ABOUT THIS TASK:
Where does the word "like" occur in the data below? Copy each line that holds it.
── RECORDS SUPPLIED
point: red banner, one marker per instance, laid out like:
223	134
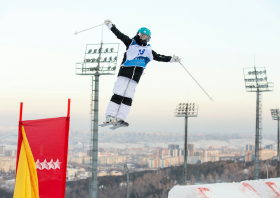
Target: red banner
48	140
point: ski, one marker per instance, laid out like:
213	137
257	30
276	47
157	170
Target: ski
116	126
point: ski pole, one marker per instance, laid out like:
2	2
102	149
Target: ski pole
197	82
88	29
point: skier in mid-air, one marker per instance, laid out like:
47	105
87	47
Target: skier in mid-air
138	54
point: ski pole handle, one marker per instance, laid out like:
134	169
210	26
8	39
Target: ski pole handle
88	29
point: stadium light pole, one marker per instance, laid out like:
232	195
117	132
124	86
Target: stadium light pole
186	110
127	180
275	113
256	81
100	59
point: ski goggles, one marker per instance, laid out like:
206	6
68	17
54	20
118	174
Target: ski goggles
144	37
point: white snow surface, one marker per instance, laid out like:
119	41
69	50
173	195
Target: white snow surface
266	188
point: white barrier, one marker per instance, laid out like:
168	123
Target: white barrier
265	188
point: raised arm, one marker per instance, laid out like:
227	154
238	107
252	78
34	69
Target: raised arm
125	39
────
WRITTEN REPLY:
point: red banner, one marker per instance, laid out like:
point: ski, one marker per instance, laid out like:
point: ski pole, one marker per instance, laid out like:
point: skier in mid-air, one marker per instance, laid out like:
point: ski pole handle, one marker per instance, laid out like:
point: stadium light pole, one marker per instance, laid out like:
point: ski goggles, one marker per instance, laid out like:
point: white snow surface, one marker per instance, laid out like:
point: white barrier, one marker per instance, laid out like:
point: raised arm, one marker per instance, laid out like:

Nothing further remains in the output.